**Document passage:**
****************************************

The world around us is changing rapidly.
This past week has seen much of what Catholics value being placed under the microscope.
The High Court’s ruling, which unanimously declared invalid the Government’s funding for religious chaplains in schools, stabs at the heart of a role that the Church cherishes and takes for granted.
Then there is the proposal by the AFL chief executive Gillon McLachlan to override Andrew Demetriou’s decree and to permit AFL football to be played on Good Friday.
We might not want to admit that our Christian traditions and our Catholic way of life in particular are being affected by a rapidly changing world, but they are.
In his recent message on social communications, Pope Francis challenges the Church to be “attentive to what is happening around us and spiritually alert”.
He says that “to dialogue means to believe that the ‘other’ has something worthwhile to say, and to entertain his or her point of view and perspective” which “does not mean renouncing our own ideas and traditions, but the claim that they alone are valid or absolute”.
He echoes Pope Emeritus Benedict XVI when he says that “effective Christian witness is not about bombarding people with religious messages, but about our willingness to be available to others ‘by patiently and respectfully engaging their questions and their doubts as they advance in their search for the truth and the meaning of human existence’”.
Pope Francis proposes that we “boldly become citizens of the digital world”.
He sees the revolution in communications media and in information technologies as representing “a great and thrilling challenge” and asks us to “respond to that challenge with fresh energy and imagination”.
The Record has been faithfully produced as the Archdiocesan newspaper for 140 years.
It has had many editors and seen significant modifications so as to meet the needs of a changing community.
The time has come for another step of change to ensure the Gospel sufficiently finds its place within the modern Areopagus.
The Record was reviewed in 2008, and again in 2013 as Archbishop Costelloe recognised the challenges of decreasing reach and readership which face print media both inside and outside of the Church.
The outcome of this five-month review, which consulted widely with targeted stakeholders and other religious and non-religious communities, is to produce a monthly magazine within a new communication landscape dominated by web-based, digital and social media.
With this in mind, the final edition of The Record as a weekly newspaper will be the last week of July.
A new-look magazine will appear later in the year alongside a new Archdiocesan website, offering only two of a number of changes needed to ensure we remain focused on reflecting the positivity, vibrancy, and spiritual wealth of the Archdiocesan community.

****************************************

[Saved entries]
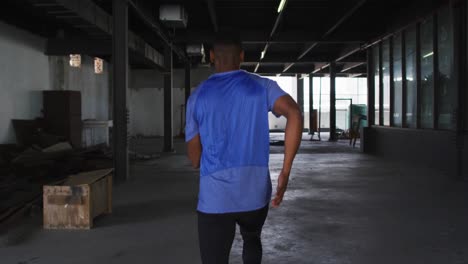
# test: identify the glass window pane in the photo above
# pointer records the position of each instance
(375, 53)
(397, 81)
(411, 85)
(427, 74)
(386, 81)
(447, 86)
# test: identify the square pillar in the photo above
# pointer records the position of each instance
(120, 85)
(332, 101)
(168, 101)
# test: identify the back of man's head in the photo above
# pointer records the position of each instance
(227, 54)
(227, 39)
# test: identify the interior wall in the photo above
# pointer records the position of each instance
(94, 87)
(24, 73)
(146, 100)
(431, 148)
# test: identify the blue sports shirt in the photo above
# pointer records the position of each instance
(230, 112)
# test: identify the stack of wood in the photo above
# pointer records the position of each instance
(24, 172)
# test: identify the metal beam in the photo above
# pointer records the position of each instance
(259, 36)
(333, 28)
(158, 29)
(212, 11)
(120, 84)
(348, 51)
(355, 65)
(282, 58)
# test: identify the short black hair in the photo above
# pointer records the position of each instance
(228, 37)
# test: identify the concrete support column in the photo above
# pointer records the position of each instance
(311, 104)
(187, 81)
(332, 101)
(370, 88)
(120, 85)
(168, 102)
(300, 93)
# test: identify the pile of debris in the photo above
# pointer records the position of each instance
(24, 170)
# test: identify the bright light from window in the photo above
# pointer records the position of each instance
(281, 6)
(428, 55)
(98, 65)
(75, 60)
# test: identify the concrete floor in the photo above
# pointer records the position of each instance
(341, 207)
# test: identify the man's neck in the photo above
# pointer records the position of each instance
(221, 69)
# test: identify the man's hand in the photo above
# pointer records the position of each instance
(283, 179)
(194, 149)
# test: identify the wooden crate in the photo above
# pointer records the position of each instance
(78, 201)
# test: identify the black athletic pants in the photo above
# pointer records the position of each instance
(216, 233)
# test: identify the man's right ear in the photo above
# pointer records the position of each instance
(212, 57)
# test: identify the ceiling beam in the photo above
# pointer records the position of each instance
(285, 58)
(103, 48)
(333, 28)
(213, 16)
(262, 36)
(352, 66)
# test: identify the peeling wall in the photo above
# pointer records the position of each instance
(146, 100)
(24, 73)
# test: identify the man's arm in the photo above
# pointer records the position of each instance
(194, 149)
(288, 108)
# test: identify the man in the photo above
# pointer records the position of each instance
(227, 129)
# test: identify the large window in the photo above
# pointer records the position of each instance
(447, 89)
(411, 82)
(397, 81)
(427, 74)
(375, 52)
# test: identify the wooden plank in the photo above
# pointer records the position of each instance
(87, 177)
(75, 206)
(69, 215)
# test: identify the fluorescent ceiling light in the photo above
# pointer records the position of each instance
(281, 6)
(428, 55)
(75, 60)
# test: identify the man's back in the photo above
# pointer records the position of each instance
(230, 112)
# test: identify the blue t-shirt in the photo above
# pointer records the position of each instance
(230, 112)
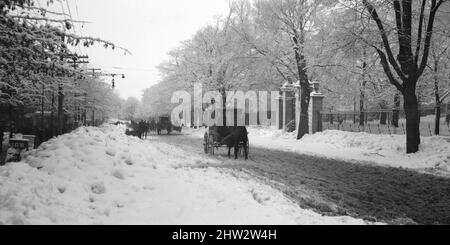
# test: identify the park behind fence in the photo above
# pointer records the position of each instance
(383, 121)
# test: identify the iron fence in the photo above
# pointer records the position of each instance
(389, 121)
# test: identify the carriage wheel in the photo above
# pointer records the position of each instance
(206, 143)
(211, 145)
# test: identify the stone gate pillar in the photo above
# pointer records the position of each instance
(315, 109)
(288, 112)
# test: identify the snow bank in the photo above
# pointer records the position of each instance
(101, 176)
(386, 150)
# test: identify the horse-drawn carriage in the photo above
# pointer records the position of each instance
(231, 137)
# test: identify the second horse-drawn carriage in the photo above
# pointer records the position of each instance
(230, 137)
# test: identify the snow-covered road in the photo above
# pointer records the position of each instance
(335, 187)
(101, 176)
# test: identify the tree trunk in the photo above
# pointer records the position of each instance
(305, 93)
(52, 117)
(60, 110)
(305, 97)
(411, 107)
(396, 112)
(437, 120)
(383, 114)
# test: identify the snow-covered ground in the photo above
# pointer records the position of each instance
(101, 176)
(385, 150)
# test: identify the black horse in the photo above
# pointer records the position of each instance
(235, 137)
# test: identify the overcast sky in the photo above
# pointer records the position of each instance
(148, 28)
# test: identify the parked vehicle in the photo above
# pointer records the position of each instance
(230, 137)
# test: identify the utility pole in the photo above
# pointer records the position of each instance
(74, 61)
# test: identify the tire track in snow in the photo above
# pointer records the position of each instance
(333, 187)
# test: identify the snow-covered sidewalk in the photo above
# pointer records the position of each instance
(101, 176)
(384, 150)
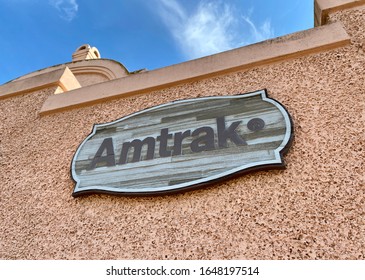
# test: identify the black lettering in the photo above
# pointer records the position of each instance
(108, 159)
(205, 142)
(228, 133)
(178, 138)
(164, 136)
(137, 149)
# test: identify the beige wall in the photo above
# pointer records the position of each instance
(314, 209)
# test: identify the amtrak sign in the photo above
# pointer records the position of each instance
(184, 144)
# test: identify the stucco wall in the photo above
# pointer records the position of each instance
(312, 210)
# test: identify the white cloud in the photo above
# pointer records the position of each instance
(67, 8)
(213, 27)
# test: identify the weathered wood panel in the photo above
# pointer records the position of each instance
(203, 139)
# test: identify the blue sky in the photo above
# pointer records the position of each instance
(36, 34)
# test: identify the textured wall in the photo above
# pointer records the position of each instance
(314, 209)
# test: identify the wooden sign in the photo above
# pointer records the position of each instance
(182, 145)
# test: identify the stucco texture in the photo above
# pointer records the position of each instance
(314, 209)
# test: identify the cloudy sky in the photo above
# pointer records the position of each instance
(35, 34)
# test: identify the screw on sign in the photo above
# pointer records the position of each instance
(183, 145)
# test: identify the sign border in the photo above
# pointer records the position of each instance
(277, 163)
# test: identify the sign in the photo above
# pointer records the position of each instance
(183, 145)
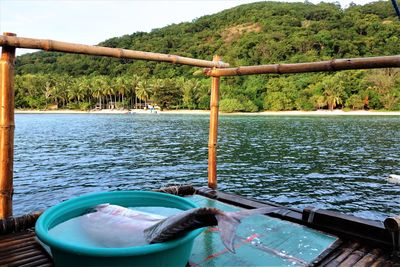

****************************************

**Check your understanding:**
a. Answer these questions from the passage on The Record newspaper:
(i) What did the High Court's ruling declare invalid?
(ii) For how many years has The Record been produced as the Archdiocesan newspaper?
(iii) When will the final weekly edition of The Record come out?
b. Repeat the stretch of the passage on The Record newspaper from "Pope Francis proposes" through "for 140 years.".
c. Go on with the passage on The Record newspaper, starting after its last sentence.
The items aren't needed for any of this.

**Task-by-task results:**
a.
(i) The Government's funding for religious chaplains in schools.
(ii) 140 years.
(iii) The last week of July.

b.
Pope Francis proposes that we “boldly become citizens of the digital world”.
He sees the revolution in communications media and in information technologies as representing “a great and thrilling challenge” and asks us to “respond to that challenge with fresh energy and imagination”.
The Record has been faithfully produced as the Archdiocesan newspaper for 140 years.

c.
News reporting and present staff will become integrated into a more contemporary communications division so as to better serve the needs of the Catholic community and to deepen engagement with society at large.
Local, national and international news will continue to be produced but on a more immediate basis using digital and social media.
A shorter, simpler overview of the week’s news will then be made available in hard copy wherever possible in parishes.
Significant news stories will then be followed up and further explored in the monthly magazine.
This will be made available in print and online in a user-friendly, engaging and interactive online format.
The benchmark is to create a publication that is particularly attractive and which provides discussion on issues relevant to different age groups and cultures.
We will continue to focus on the good news present within the Archdiocese.
Reflection on the social and spiritual life of the Catholic community will feature prominently as will the development and strengthening of faith.
We will also aim to provide valued resources for students, particularly in support of mandatory religious studies in secondary schools.
Pope Francis recently shared his dream of a “missionary impulse capable of transforming everything, so that the Church’s customs, ways of doing things, times and schedules, language and structures can be suitably channelled for the evangelisation of today’s world rather than for her self-preservation” (Evangelii Gaudium, s.27).
His desire is to “bring a new evangelising fervour and a new capacity for dialogue with the world whereby the Church is renewed” (s.29).
To accomplish this dream, and to ensure our Christian traditions and Catholic way of life are not further misunderstood or rejected but, rather, can again begin to shape and influence Catholics and culture alike, change needs to take place – and rapidly.
The Record newspaper has served the Archdiocese of Perth well for nearly a century and a half. Now is the exciting time to look ahead with fresh vision to the next 140 years.